## Work to complete
Copy the lines from the start of the records below through the line containing "written like (480,127).", both included, and leave out the pictures.

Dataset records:
------------------------------------------------

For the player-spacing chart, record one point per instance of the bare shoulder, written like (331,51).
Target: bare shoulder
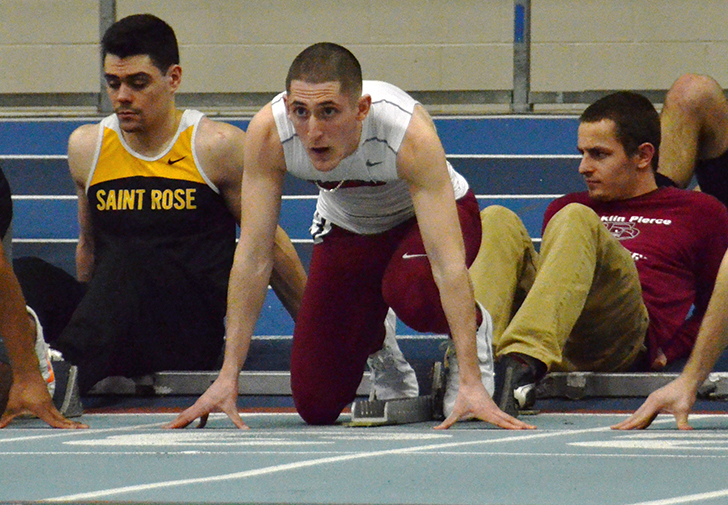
(81,149)
(263,142)
(219,147)
(217,136)
(421,148)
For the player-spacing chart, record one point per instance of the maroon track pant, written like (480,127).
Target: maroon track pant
(353,279)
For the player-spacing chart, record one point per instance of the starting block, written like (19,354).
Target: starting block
(67,397)
(367,413)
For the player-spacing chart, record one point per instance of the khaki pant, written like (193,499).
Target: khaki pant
(576,307)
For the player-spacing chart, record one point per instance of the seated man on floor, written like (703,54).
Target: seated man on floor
(626,269)
(27,380)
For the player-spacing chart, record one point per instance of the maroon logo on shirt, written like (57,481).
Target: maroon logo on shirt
(622,231)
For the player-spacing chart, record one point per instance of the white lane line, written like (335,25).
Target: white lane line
(68,433)
(311,463)
(693,498)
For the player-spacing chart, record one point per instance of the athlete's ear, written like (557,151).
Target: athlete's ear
(363,105)
(174,77)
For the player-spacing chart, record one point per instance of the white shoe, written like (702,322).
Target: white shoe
(391,375)
(484,341)
(43,351)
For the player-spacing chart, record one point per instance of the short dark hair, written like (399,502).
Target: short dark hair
(327,62)
(143,34)
(635,118)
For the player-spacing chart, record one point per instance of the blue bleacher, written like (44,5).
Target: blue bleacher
(519,162)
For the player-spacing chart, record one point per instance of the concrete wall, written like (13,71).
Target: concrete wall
(242,46)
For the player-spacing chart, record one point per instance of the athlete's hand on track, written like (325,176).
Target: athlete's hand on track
(221,396)
(676,398)
(475,402)
(30,396)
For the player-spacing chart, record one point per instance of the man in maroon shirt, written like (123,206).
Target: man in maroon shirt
(626,269)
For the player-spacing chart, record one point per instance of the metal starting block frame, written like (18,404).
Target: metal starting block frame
(572,385)
(367,413)
(579,385)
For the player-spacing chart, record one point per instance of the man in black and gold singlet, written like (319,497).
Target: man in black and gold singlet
(159,197)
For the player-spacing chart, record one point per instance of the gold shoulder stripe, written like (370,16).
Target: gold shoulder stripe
(115,162)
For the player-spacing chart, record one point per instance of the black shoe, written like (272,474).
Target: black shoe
(516,376)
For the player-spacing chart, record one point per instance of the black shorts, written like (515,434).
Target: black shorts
(712,176)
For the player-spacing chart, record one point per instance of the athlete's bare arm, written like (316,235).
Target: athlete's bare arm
(261,196)
(220,148)
(678,397)
(421,162)
(81,149)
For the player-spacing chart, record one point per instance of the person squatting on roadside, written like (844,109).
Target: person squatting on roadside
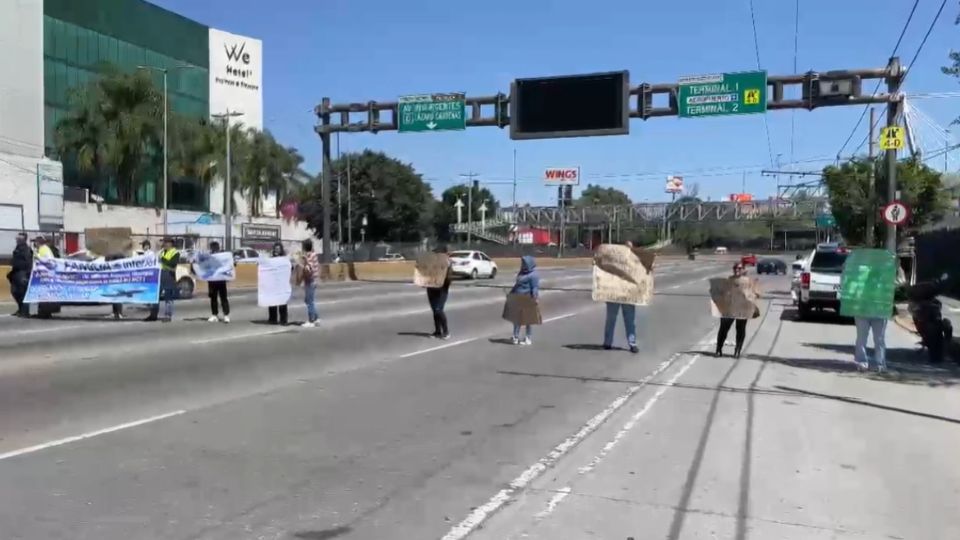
(274,311)
(528,283)
(21,265)
(739,276)
(437,296)
(218,290)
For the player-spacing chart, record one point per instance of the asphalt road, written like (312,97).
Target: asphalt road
(361,428)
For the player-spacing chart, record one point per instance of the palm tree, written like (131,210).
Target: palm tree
(113,128)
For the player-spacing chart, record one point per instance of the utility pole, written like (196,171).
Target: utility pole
(894,108)
(349,207)
(325,186)
(871,185)
(470,181)
(228,184)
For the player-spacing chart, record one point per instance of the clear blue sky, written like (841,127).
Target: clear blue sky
(358,50)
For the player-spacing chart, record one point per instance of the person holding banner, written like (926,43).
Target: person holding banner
(21,264)
(437,296)
(740,279)
(527,284)
(169,259)
(218,290)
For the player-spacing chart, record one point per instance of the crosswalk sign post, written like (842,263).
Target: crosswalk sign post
(892,138)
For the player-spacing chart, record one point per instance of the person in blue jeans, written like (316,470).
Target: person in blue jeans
(528,282)
(629,324)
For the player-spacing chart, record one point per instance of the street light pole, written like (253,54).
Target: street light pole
(228,185)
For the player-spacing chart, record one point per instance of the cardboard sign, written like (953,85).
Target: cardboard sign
(431,270)
(522,309)
(622,276)
(106,241)
(734,298)
(867,284)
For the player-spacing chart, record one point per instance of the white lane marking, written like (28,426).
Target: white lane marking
(239,336)
(481,513)
(89,435)
(560,495)
(439,348)
(564,316)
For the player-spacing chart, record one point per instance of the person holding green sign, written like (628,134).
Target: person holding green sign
(866,294)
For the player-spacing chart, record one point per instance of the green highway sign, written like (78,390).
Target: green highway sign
(725,93)
(826,221)
(431,112)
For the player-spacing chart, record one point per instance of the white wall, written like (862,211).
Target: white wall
(18,185)
(143,221)
(21,78)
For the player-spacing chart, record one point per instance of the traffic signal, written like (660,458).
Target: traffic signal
(570,106)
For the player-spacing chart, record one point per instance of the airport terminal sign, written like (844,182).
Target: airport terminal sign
(722,94)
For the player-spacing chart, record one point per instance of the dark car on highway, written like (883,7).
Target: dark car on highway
(771,266)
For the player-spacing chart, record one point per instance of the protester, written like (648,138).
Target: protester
(117,308)
(19,276)
(629,321)
(437,296)
(310,276)
(746,284)
(169,259)
(45,310)
(528,283)
(274,311)
(218,290)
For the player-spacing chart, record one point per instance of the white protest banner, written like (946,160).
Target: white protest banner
(273,281)
(215,266)
(622,276)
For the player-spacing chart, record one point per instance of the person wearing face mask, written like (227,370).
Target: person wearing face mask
(744,282)
(278,314)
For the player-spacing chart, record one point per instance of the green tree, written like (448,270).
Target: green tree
(851,199)
(594,195)
(445,214)
(113,129)
(395,199)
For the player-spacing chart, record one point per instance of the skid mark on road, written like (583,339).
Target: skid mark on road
(88,435)
(521,482)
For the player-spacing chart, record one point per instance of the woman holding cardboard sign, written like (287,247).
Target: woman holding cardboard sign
(521,308)
(732,299)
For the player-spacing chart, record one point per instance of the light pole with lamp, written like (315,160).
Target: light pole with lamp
(228,196)
(164,71)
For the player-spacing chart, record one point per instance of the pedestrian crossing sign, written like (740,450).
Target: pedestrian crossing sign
(891,138)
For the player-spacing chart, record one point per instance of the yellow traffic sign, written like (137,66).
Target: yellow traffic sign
(891,138)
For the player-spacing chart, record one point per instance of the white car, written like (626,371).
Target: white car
(820,279)
(472,264)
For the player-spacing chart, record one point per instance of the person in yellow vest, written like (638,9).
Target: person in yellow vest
(45,310)
(169,258)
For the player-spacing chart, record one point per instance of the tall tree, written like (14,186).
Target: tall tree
(851,199)
(594,195)
(394,198)
(113,127)
(445,213)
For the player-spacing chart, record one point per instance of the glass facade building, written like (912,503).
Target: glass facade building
(80,38)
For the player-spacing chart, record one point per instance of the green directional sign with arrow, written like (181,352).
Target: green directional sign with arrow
(431,112)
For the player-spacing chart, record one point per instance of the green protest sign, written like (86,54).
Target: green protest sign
(869,278)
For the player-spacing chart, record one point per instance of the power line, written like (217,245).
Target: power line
(896,47)
(925,37)
(756,48)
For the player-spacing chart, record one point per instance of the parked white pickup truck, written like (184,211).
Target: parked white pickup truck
(820,279)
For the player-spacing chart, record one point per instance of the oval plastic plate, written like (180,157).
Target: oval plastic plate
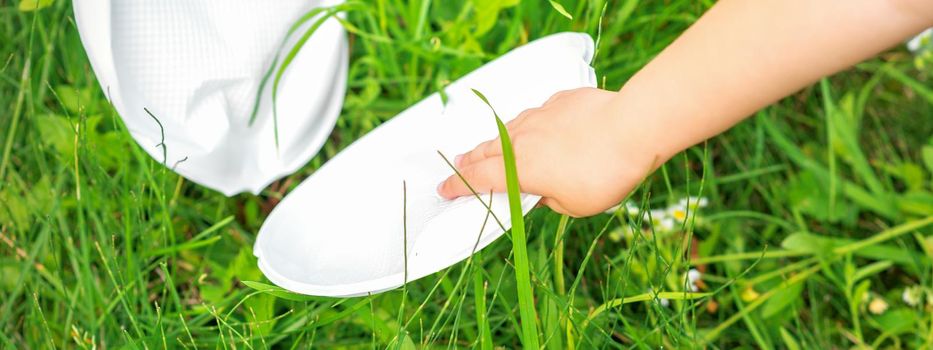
(342,232)
(197,66)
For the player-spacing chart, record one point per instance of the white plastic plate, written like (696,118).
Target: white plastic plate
(197,66)
(340,232)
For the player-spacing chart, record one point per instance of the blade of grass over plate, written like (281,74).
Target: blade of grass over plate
(519,245)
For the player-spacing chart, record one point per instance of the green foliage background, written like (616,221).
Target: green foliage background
(819,207)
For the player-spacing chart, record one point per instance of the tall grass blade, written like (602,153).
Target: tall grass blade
(526,305)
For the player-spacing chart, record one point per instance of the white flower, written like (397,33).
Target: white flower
(693,276)
(693,202)
(912,295)
(686,207)
(921,41)
(663,301)
(877,306)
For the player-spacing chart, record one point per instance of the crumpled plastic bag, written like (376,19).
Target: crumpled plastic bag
(343,231)
(197,67)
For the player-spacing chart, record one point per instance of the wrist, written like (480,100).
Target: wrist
(643,130)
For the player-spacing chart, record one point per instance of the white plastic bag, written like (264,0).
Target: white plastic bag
(340,233)
(197,66)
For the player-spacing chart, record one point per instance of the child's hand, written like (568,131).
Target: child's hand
(570,151)
(585,149)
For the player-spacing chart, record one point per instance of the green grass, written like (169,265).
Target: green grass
(819,206)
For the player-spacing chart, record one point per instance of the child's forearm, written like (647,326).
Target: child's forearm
(745,54)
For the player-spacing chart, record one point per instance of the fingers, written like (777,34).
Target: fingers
(492,147)
(483,176)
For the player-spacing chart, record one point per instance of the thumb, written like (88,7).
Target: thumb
(483,176)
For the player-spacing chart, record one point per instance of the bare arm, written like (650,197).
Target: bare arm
(739,57)
(743,55)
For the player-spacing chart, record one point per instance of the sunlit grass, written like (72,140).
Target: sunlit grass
(816,232)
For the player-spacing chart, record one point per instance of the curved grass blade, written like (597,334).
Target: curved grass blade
(526,305)
(327,12)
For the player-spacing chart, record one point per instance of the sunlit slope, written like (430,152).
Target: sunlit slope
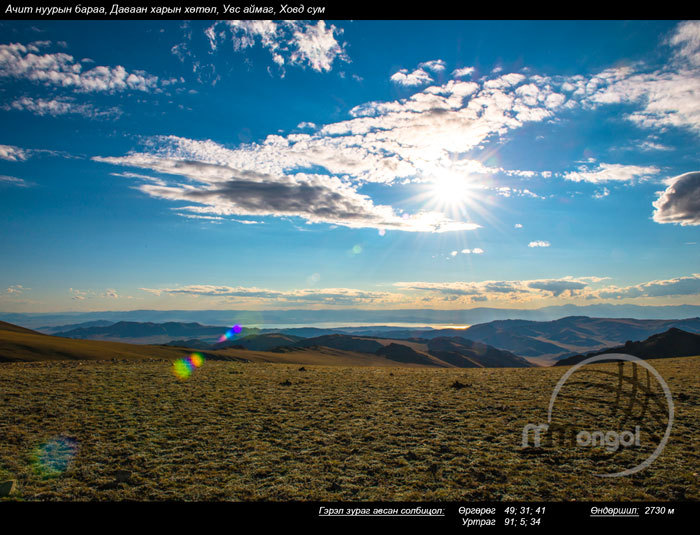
(19,344)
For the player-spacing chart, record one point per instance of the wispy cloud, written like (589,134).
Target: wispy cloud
(13,154)
(14,181)
(608,172)
(290,42)
(60,106)
(62,70)
(680,202)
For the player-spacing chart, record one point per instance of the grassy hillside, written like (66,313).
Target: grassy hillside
(19,344)
(249,431)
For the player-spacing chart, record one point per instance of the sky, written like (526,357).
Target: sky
(254,165)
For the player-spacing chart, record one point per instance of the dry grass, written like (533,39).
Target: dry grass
(239,431)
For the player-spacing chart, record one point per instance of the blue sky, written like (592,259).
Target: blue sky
(348,164)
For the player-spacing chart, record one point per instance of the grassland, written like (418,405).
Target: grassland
(258,431)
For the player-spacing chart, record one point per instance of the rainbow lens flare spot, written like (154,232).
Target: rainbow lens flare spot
(183,368)
(233,331)
(53,457)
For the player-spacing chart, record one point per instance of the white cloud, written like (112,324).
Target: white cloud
(463,72)
(610,172)
(411,78)
(224,190)
(680,202)
(659,288)
(325,296)
(289,42)
(686,39)
(16,289)
(601,193)
(13,154)
(436,65)
(509,290)
(13,181)
(61,70)
(60,106)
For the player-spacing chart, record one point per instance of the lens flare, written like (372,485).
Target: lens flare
(183,368)
(197,359)
(53,457)
(232,332)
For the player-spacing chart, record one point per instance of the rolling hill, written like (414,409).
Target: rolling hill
(669,344)
(20,344)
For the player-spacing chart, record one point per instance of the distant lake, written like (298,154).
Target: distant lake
(336,325)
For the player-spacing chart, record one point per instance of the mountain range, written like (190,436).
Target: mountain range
(21,344)
(669,344)
(355,316)
(542,342)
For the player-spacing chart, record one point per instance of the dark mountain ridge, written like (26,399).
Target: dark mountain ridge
(672,343)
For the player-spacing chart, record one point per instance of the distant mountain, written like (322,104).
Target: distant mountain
(9,327)
(343,341)
(445,351)
(18,344)
(462,352)
(354,316)
(669,344)
(260,342)
(540,341)
(84,325)
(574,334)
(147,333)
(193,343)
(402,353)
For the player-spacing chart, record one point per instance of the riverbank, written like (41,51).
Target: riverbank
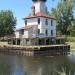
(72,45)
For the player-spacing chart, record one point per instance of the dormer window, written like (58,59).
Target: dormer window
(38,20)
(25,22)
(51,22)
(46,22)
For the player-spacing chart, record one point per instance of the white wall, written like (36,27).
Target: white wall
(32,21)
(17,34)
(43,27)
(40,7)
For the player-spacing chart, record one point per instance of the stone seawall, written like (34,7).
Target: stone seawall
(36,51)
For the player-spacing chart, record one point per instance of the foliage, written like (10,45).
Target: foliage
(65,17)
(7,23)
(70,39)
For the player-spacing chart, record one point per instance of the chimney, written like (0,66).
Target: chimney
(33,10)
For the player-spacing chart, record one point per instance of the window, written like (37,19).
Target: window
(38,31)
(25,22)
(38,20)
(46,32)
(51,22)
(46,22)
(22,31)
(51,32)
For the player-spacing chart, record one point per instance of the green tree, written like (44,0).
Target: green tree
(64,16)
(7,23)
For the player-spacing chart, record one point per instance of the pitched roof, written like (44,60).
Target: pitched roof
(40,14)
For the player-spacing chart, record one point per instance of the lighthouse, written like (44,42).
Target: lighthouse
(38,25)
(40,6)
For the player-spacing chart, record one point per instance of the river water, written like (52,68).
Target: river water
(22,65)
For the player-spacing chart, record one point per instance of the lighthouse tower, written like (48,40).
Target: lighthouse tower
(39,6)
(39,24)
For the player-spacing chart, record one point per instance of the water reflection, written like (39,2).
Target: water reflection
(22,65)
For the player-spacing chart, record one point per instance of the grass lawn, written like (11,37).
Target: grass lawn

------------------------------------------------

## Response below
For the player-spacing chart, record one point per instance of the bare shoulder, written like (331,51).
Target: bare shoulder
(81,149)
(263,142)
(219,147)
(217,136)
(421,148)
For the player-spacing chart, record one point per instance of the maroon track pant, written like (480,127).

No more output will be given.